What the task asks:
Every line below is to be copied exactly, with the pictures left out.

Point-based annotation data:
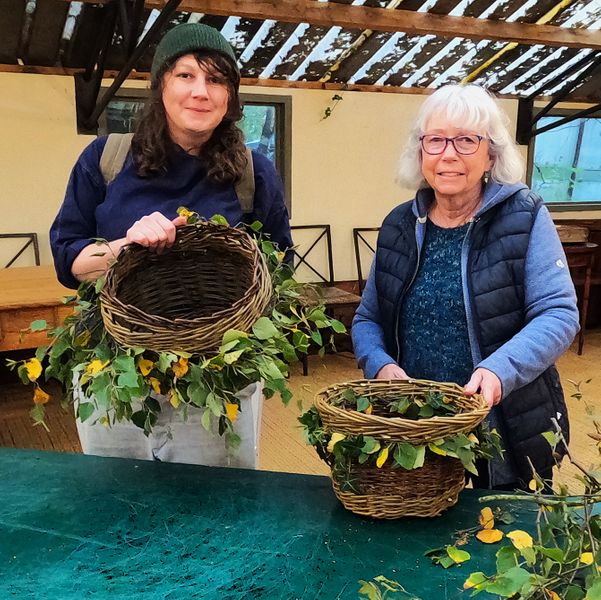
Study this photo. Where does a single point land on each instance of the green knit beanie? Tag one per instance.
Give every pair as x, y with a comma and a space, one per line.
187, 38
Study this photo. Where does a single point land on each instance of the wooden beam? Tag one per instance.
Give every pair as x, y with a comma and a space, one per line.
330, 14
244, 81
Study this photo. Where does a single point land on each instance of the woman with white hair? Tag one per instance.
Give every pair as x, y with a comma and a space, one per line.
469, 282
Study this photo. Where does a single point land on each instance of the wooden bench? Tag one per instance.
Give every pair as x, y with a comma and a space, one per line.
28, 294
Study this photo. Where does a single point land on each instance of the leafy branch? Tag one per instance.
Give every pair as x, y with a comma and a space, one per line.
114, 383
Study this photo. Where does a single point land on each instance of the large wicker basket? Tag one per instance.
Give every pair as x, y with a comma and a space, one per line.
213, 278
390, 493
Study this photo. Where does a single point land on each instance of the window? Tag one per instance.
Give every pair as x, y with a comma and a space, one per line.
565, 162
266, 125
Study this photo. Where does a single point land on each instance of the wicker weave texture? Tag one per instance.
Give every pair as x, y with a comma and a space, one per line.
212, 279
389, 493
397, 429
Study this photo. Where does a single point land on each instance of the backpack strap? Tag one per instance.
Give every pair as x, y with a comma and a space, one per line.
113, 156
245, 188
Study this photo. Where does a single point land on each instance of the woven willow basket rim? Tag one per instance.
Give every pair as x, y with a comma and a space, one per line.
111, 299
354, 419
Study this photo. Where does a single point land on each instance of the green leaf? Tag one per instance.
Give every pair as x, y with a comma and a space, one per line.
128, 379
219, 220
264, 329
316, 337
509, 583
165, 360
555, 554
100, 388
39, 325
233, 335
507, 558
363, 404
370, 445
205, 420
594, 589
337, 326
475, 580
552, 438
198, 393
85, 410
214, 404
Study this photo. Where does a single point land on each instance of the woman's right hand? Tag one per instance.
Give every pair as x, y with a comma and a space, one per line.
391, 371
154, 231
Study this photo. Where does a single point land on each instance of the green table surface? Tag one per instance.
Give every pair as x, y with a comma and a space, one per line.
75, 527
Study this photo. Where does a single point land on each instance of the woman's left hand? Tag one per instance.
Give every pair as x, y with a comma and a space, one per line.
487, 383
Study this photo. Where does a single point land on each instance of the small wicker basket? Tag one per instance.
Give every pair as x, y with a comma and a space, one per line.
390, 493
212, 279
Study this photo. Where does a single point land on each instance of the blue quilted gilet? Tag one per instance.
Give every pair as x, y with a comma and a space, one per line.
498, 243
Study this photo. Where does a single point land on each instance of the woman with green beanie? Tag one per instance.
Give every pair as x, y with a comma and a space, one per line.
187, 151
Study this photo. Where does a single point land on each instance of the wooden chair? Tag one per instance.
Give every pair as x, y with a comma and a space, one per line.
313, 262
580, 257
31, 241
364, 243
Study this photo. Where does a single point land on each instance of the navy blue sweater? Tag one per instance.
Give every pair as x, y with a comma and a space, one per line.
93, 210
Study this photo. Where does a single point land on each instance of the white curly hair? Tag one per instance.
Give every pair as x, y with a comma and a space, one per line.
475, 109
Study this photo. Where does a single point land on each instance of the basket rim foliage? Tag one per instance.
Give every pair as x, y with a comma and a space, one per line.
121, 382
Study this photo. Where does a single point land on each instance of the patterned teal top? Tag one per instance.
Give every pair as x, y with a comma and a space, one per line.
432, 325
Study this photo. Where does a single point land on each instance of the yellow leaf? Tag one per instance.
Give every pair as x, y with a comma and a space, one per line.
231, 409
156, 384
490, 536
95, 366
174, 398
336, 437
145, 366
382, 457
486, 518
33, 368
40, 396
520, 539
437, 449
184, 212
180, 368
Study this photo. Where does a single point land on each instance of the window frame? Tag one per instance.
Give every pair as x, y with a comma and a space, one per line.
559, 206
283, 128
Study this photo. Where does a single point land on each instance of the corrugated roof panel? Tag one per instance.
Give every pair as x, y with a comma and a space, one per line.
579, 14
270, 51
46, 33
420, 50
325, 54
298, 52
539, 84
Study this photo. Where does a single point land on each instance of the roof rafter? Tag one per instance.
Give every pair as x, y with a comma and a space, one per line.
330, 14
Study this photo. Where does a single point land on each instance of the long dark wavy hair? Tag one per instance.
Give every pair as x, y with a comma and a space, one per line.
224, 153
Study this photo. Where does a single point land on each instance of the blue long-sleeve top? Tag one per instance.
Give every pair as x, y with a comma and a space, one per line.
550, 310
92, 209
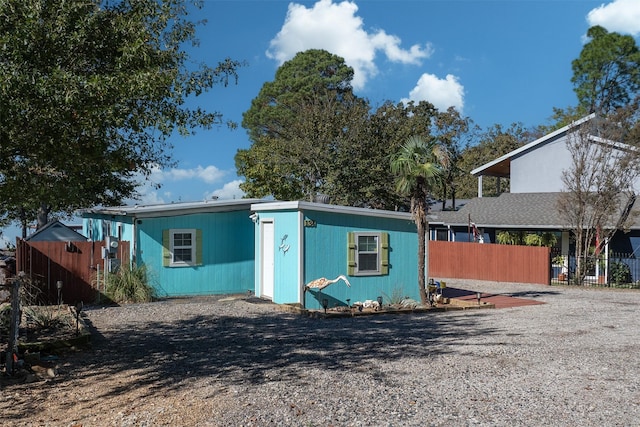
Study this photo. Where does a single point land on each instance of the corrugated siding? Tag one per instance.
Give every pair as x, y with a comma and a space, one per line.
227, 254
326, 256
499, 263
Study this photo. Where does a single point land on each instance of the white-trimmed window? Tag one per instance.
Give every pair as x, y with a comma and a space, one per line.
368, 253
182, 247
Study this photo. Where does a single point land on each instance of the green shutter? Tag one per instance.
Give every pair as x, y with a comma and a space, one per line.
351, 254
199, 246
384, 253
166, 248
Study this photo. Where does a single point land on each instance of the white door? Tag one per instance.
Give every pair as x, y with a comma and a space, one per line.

Final answer:
Study this photo. Where does a single point land on each instance of the green knit beanie? Tag one per instance.
Give every pair as x, y with a comma and a space, one per line.
187, 38
Study this photo. Where does a single point land on each instance of the wooden beam? Tag one per instance.
Give every pair as x, y with a comma and a space, one per line.
330, 14
244, 81
Study this photo. Where does a single point land on each instance of the woman with white hair? Tag one per instance.
Give every pair as x, y with a comma and a space, one per line.
469, 282
Study this photo. Where does a single point land on each instance of the wooden bench? Tag one per instance.
Give every pair as x, y with a comma and a space, one per line.
28, 294
Study this photo. Where does a single point land on each instance of the leafy branch? Tag one per instance.
Give every pair as x, y with a comma and a space, one per line.
114, 383
Study this photo. Where does a single point land on each instance of the large wicker basket? Tag one per instance.
Give every pair as x, y with a comma and a space, one per line.
213, 278
390, 493
Study this photo. Where does a single point land on each instance of the window? Tag one per instance.
Give every pair as x, y with a comma and a space, one per line.
565, 162
266, 125
Study this photo. Where does a single point land on each instance of the wicker weave texture? Tag one per instance.
Give every pair as x, y with a comma and a space, one per line.
212, 279
389, 493
397, 429
Study this photo. Where does a single point land on each instance of the backpack strap? Tag one per instance.
Give every pair as x, y with a comma and a space, one per line.
113, 156
245, 188
Study this photo. Where does a single point land on each instance of the woven willow basket rim? Tag one per instance.
Give every pair as x, y with a comma and a space, one per line.
111, 299
354, 419
Study this photo. Where does a single point land on each instance of the green leaf? Tag one per instance.
Give every pair as x, y with a comma and a space, one per line.
128, 379
219, 220
264, 329
316, 337
509, 583
165, 360
555, 554
100, 388
39, 325
233, 335
507, 558
363, 404
370, 445
205, 420
594, 589
337, 326
475, 580
552, 438
198, 393
85, 410
214, 404
Study this photo. Where does a single point land on each instance of the woman's right hand? Tag one per instance.
Give every pair as x, y with a comma and a space, one per line.
391, 371
154, 231
Study this photo. Where does a single point land on each instance of the green table surface? Tag one per instance.
Give every pair as x, y with a comma and a space, one per line.
75, 527
Study this photo. Where does a single point land on each instance of the woman's left hand? Tag one per instance.
Give every pair as x, y with a comma and a space, one per line.
487, 383
Study this photo. Where does a single point land on each instance of the small wicker basket? Tag one per instance.
Give every pair as x, y with a comma and a space, one per line.
390, 493
212, 279
Study this photo. Where does a single point land on each instance of the blue quilted gilet? Tag one per instance.
Give every pair as x, y with a comma and a space, one per line.
498, 243
Study this photo. Where does a single point land on each instance of the woman with green beanie? Tag one per instance.
Give every pair as x, y with a comma and a space, one per line.
187, 151
Study this photo. Where does a single point land on each instance of the wooden chair? Tag one per instance.
Give every pair as x, y with a comma and a space, one per line.
313, 262
580, 257
31, 241
364, 243
Study this photo. Where does a single point land on each instance of the navy blue sweater? Tag one per instance.
Give every pair as x, y with a comma and a space, one per line.
93, 210
Study this photo. Where does a single point land on each instance of the white curly hair? Tag one per instance.
Give every pair as x, y with a comma and a space, one per line.
475, 109
Study this photo. Where does a single point land on each instance of the basket rim foliage? Tag one per instance.
Give every pair as x, y with a comma and a space, one per line.
121, 382
Study this photo. Where does a single point land on each instance of the patterned teal top? Tag one per instance.
Give every pair as x, y with a comma and a space, one per line.
432, 325
Study this photo. Where does a single point land on each instance of the yellow leaf? Tag one per instance.
Give every pair as x, y with a comma and a space, one per line.
231, 409
156, 384
490, 536
95, 366
174, 398
336, 437
145, 366
382, 457
486, 518
33, 368
40, 396
520, 539
437, 449
184, 212
180, 368
Study this photo. Where does a single point land on each instance of the window frame? Tag one per instance.
Give every pair as x, y with a comma and a space, one per line.
559, 206
283, 128
Study this photo. Where does a single point land on each instance of the corrugated roof panel? Tag one per instance.
Give every pair as x, y with a comma and a space, one per line.
579, 14
270, 51
46, 33
420, 50
325, 54
298, 52
539, 84
Study this photo. Where does a single point land on each instance of the roof rafter? Tag one per instance.
Give every pair as x, y with a comma and a space, one per line.
330, 14
Study this photo. Where does a single point land on each instance of the long dark wavy hair? Tag one per instance.
Give every pair as x, y with a comma and a space, one per line.
224, 153
Study this photo. Where does a single point land on each instance of the blue long-sleeve top? Tag one per instance.
Give every pair as x, y with a comma and a space, one per line.
550, 310
92, 209
Study this photo. Where does a single point land on each instance of the corrugated siding? Tag one per instance.
Give every pair as x, y with a comma and a space, one per line.
227, 254
326, 256
499, 263
Study this photo. Where does a single point land on each instance of the white-trimmed window? Tag one per instance.
Give every pair as x, y with a comma and a space, one per line.
368, 253
182, 247
Study this photo. Where does a single point land on each instance of the green shutter? Tag one per instance.
Give every pair as x, y with a comma and a space, one per line.
351, 254
199, 246
384, 253
166, 248
Study this photo. Where does a single point land on each instance of the white door? Tag one per instance.
Give every pair as x, y with a comma and a space, one per line.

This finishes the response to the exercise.